WHAT THE EXERCISE ASKS
Be exact. Print each record as it stands.

DATA LISTING
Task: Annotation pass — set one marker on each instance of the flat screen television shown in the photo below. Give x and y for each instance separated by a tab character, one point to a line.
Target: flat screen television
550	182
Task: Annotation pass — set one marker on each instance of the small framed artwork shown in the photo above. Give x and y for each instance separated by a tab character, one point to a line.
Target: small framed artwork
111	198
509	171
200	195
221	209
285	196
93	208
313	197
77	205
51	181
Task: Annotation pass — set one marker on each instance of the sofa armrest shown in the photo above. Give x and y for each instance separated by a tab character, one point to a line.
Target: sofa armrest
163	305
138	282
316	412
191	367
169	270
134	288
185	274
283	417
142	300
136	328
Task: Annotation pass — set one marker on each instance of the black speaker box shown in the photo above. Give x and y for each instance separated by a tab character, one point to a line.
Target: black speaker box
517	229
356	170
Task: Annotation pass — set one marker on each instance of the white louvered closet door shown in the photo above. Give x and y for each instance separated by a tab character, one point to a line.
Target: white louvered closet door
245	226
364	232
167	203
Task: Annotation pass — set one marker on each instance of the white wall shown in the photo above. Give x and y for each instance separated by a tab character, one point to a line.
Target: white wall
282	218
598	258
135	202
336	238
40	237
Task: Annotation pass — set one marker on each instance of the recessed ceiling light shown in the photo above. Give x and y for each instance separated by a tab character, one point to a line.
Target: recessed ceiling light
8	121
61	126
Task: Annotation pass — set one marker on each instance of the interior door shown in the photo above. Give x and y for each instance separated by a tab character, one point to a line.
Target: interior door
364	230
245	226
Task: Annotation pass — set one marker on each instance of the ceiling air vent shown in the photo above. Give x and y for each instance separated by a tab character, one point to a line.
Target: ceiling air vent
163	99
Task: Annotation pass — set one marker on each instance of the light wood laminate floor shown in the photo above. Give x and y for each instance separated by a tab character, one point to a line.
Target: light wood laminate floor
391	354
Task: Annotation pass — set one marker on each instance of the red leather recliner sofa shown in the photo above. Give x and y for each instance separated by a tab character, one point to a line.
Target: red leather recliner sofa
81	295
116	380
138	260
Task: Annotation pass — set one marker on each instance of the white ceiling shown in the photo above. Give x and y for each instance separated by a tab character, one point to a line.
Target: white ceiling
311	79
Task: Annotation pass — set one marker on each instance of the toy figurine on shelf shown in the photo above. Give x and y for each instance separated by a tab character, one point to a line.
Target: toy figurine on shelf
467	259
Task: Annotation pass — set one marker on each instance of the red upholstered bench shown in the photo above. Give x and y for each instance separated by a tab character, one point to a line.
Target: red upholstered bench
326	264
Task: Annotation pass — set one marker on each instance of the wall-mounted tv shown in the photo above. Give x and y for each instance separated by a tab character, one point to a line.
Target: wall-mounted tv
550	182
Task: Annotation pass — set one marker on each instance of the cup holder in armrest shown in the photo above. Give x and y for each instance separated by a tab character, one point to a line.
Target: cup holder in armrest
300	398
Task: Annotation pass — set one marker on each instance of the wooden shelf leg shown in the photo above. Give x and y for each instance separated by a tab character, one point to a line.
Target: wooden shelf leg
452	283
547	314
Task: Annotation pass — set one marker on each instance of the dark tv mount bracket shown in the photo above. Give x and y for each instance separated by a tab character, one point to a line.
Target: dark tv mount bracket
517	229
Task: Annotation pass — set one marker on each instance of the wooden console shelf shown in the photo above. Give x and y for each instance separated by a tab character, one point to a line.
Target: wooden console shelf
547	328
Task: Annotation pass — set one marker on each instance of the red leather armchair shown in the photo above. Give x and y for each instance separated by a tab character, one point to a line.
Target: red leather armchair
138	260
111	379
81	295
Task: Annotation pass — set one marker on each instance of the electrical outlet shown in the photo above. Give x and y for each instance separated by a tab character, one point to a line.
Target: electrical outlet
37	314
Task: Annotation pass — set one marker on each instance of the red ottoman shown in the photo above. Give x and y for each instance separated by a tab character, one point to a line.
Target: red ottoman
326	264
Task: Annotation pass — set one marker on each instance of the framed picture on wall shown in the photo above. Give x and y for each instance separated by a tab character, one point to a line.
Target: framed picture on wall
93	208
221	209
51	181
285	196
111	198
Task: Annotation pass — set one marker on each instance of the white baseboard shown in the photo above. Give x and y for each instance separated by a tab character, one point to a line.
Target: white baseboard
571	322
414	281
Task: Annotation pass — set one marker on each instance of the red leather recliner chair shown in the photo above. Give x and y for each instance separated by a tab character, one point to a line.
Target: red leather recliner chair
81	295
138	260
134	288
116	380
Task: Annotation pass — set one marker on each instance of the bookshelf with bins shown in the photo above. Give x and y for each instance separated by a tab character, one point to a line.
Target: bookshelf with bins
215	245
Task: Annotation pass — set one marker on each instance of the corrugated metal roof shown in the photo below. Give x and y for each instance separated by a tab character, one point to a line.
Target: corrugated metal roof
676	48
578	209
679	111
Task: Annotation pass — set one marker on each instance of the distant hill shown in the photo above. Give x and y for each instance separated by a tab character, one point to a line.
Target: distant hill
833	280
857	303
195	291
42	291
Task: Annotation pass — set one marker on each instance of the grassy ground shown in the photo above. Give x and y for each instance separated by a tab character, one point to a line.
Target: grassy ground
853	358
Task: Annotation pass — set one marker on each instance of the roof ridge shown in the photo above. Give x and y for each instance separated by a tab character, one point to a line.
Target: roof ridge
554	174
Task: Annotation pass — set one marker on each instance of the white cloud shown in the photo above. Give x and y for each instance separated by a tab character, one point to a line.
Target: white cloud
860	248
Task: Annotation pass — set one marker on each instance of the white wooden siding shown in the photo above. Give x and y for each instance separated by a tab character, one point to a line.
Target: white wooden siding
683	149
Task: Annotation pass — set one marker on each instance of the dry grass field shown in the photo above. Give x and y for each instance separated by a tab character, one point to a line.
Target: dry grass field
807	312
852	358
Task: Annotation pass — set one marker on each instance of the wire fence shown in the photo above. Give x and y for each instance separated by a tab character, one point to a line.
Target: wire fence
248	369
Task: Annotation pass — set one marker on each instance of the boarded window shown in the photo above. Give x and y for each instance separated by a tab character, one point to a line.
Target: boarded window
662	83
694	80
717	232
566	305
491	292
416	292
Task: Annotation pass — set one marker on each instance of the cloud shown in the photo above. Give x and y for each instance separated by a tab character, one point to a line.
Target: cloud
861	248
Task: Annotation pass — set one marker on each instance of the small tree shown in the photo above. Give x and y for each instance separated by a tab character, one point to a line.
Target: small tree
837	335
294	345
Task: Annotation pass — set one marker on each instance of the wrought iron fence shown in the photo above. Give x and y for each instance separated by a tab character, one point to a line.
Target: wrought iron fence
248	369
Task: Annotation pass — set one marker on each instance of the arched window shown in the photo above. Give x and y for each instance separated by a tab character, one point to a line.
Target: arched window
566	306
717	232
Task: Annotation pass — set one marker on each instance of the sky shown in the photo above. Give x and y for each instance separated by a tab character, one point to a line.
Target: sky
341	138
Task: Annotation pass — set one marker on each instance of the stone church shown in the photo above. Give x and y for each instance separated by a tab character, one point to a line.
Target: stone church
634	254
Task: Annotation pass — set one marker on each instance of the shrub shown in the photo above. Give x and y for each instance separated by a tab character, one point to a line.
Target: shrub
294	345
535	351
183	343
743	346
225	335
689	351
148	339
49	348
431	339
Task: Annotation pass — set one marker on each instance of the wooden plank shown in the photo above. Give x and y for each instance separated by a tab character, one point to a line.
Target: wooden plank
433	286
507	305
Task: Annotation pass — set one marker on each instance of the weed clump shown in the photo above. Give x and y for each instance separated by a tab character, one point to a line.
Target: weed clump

FINISHED EXERCISE
Task: Annotation pass — set one marker on each instance of the flat screen television shown in the photo below. Give x and y for each instance separated by a tab character, one point to a line.
Target: flat screen television
550	182
Task: Annotation pass — set one marker on each instance of the small framed artwork shown in the photo above. Give x and y for each instance separated by a tab character, one point to a line.
Target: small framed artwork
111	198
509	171
200	195
221	209
285	196
93	208
313	197
77	205
51	181
Task: Annotation pass — set one marker on each instance of the sofa armrest shown in the photo above. Give x and y for each instance separated by a tab character, one point to a line.
Target: sofa armrest
163	305
138	282
316	412
191	367
169	270
134	288
185	274
283	417
142	300
136	328
Task: Annotation pass — set one marker on each instance of the black speaker box shown in the photo above. Give x and y for each instance separated by a tab character, one point to a line.
Target: black speaker box
517	229
356	170
Task: Annotation pass — set one marker on each instance of the white louvered closet door shown in the photo above. Give x and y for each instance separated by a tab character, one point to a line.
Target: white louvered closet door
245	226
364	232
167	203
Task: Annotation pass — set one marker on each instance of the white wall shown in the photo above. Give x and y for each instance separated by a tab character, one point to a line.
Target: white wall
282	218
598	258
135	202
336	238
40	237
Task: Annotation pass — set one marker on each instance of the recessed ceiling light shown in the photo above. Give x and y for each instance separated by a tab character, one point to a line.
Target: recessed ceiling light
8	121
61	126
Task: Annotation pass — set one marker on each instance of the interior door shown in the photo above. Give x and y for each instance separated by a tab character, one point to a line.
Target: interior door
364	230
245	226
Task: Annotation pass — set one marker on each instance of the ceiling air vent shown in the photo above. Give x and y for each instance separated by a tab character, one point to a line.
Target: ceiling air vent
163	99
Task: Annotation pass — set one marker on each instance of the light wood laminate floor shown in the photo above. Give x and y for each instance separated by a tab character, one point to a line.
Target: light wood laminate floor
391	354
Task: Annotation pass — set one marker on each instance of the red leather recliner sofa shown in the photo above. Give x and y for each instance separated by a tab character, one point to a line.
Target: red leather recliner sofa
81	295
116	380
138	260
Task: Annotation pass — set one marker on each instance of the white ceiling shown in the photo above. Give x and y for each instance separated by a tab character, one point to a line.
Target: white ceiling
311	79
Task: Annotation pass — set one marker on each instance of the toy figurine on shelf shown in the photo above. Give x and y for each instance separated by a tab character, one point to a line.
Target: toy figurine on shelf
467	259
Task: Annotation pass — set one marker on each instance of the red upholstered bench shown in the photo above. Give x and y for each instance separated by a tab character, one point to a line.
Target: red upholstered bench
326	264
Task: Annotation pass — set one marker on each instance of the wall-mounted tv shown in the photo above. Give x and y for each instance separated by a tab character, one point to a line.
Target: wall-mounted tv
550	182
Task: Annotation pass — set one marker on each instance of the cup holder in armrest shown in the photo above. Give x and y for each instance separated by a tab character, one point to a line.
Target: cup holder in armrest
300	398
Task: Annotation pass — set one marker on each instance of the wooden shelf leg shown in the photo above. Give x and y for each instance separated by a tab character, one point to a line.
Target: wooden shelf leg
452	283
547	314
Task: Annotation pass — set one marker on each instance of the dark tv mount bracket shown in the photo above. Give x and y for each instance separated by a tab character, one point to a line.
Target: dark tv mount bracket
517	229
Task: Annotation pass — set one marker on each instance of the wooden console shelf shown in the photo above. Give x and y for each instance separated by a tab character, one point to a line.
Target: wooden console shelf
547	328
Task: Annotation pass — set one marker on each instance of the red leather armchair shown in the photo above. Give x and y for each instance separated by a tab character, one point to a line.
Target: red leather armchair
138	260
111	379
81	295
Task: Annotation pass — set one marker on each instance of the electrical outlet shown in the photo above. Give x and y for each instance separated by a tab character, one point to a line.
Target: electrical outlet
37	314
Task: Annotation pass — set one marker on each instance of the red ottoman shown in the photo above. Give x and y for each instance separated by a tab character, one point to a line.
Target: red ottoman
326	264
Task: Annotation pass — set one marker on each instance of the framed picture on wall shown in the photo above. Give x and y for each instance separated by a tab character, one point to a line.
Target: framed picture on wall
93	208
221	209
51	181
285	196
111	198
Task: Annotation pass — set one marker on each instance of the white baseboard shown in the photo above. Give x and y for each instance separated by a tab character, one point to a line.
Target: white baseboard
571	322
414	281
Task: Annotation pass — set one marker on each instance of the red leather recliner chair shown in the photo above. Give x and y for each instance separated by a tab character, one point to a line.
Target: red leather recliner chair
81	295
138	260
134	288
116	380
Task: Annotation pass — set one marker on each instance of the bookshelf with bins shown in the photo above. Give x and y for each instance separated by a tab character, one point to a line.
Target: bookshelf with bins
215	245
Task: Annotation pass — set one marker on each instance of the corrugated metal roof shown in the photo below. Give x and y for each instance separated by a tab character, one point to a line.
Target: corrugated metal roof
676	48
578	209
679	111
Task: Annotation pass — set one marker on each instance of the distant hill shown in the photo above. Give x and y for each instance separated by a tab character, one point to a line.
Target: distant hill
833	280
857	303
195	291
42	291
Task: Annotation pass — set one marker on each instance of the grassy ground shown in the photo above. Give x and y for each instance separated by a tab character, one point to a line.
Target: grassy ground
853	358
Task: Annotation pass — set one marker on each instance of the roof ridge shown in the photo above. Give x and y for each instance separated by a tab character, one point to a line.
Target: roof ridge
554	174
Task: Annotation pass — set one marker on each instance of the white cloud shown in the photo above. Give x and y for each instance separated by a tab character, one point to a line.
Target: white cloud
860	248
Task: Annotation pass — set one marker on each instance of the white wooden siding shown in the photo above. Give x and y for each instance separated by a tab character, one point to a line.
Target: white wooden siding
683	149
Task: Annotation pass — set one marker on each instance of the dry grass field shown in the photo above. Give x and y for each instance separated by a tab character, one point to a line.
Target: dry grass field
807	312
852	358
Task: Annotation pass — set one marker on each instance of the wire fence shown in the photo above. Give x and y for each instance separated by a tab character, one point to a line.
Target: wire fence
248	369
Task: Annotation pass — set one marker on each instance of the boarded window shown in the photo above. Give x and y for each instance separated by a tab character, one point to a line.
Target: boarded window
662	83
694	80
717	232
566	305
491	292
416	292
Task: Annotation pass — set one marker on each instance of the cloud shown in the photo above. Give x and y for each instance separated by a tab character, one point to a line.
Target: cloud
861	248
Task: Annotation pass — set one marker on each instance of the small tree shown in the photo above. Give x and y for each instance separated by a tab character, one point to a line.
Target: small tree
837	335
294	345
Task: Annotation pass — set one marker on each instance of the wrought iron fence shown in the photo above. Give x and y for each instance separated by a tab character, one point to a line.
Target: wrought iron fence
248	369
Task: Annotation pass — set one marker on each instance of the arched window shown in the photo above. Give x and y for each instance separated by a tab character, one point to a line.
Target: arched window
566	306
717	232
Task: Annotation pass — set one marker on each instance of the sky shown in the photo above. Give x and y for each instance separated by a tab character, one point to a line.
Target: sky
341	138
Task: Annotation pass — set one marker on each instance of the stone church shown in the photo above. Give x and y for each instance separated by a tab character, one point to a line.
Target: stone church
634	254
Task: Annotation pass — set one marker on each instance of the shrub shown in the photo above. Give x and y for each instance separated by a tab character, one point to a line.
Target: shrub
294	345
535	351
183	343
743	346
225	335
689	351
148	339
49	348
431	339
Task: Annotation pass — set one marker on each instance of the wooden plank shown in the photo above. Give x and y for each instance separated by a tab character, one point to a line.
Target: wooden plank
433	286
507	305
Task: Annotation pass — set one marker on each instance of the weed clump shown in the photo above. Give x and y for each instance separated by a tab character, one point to a line.
Target: weed clump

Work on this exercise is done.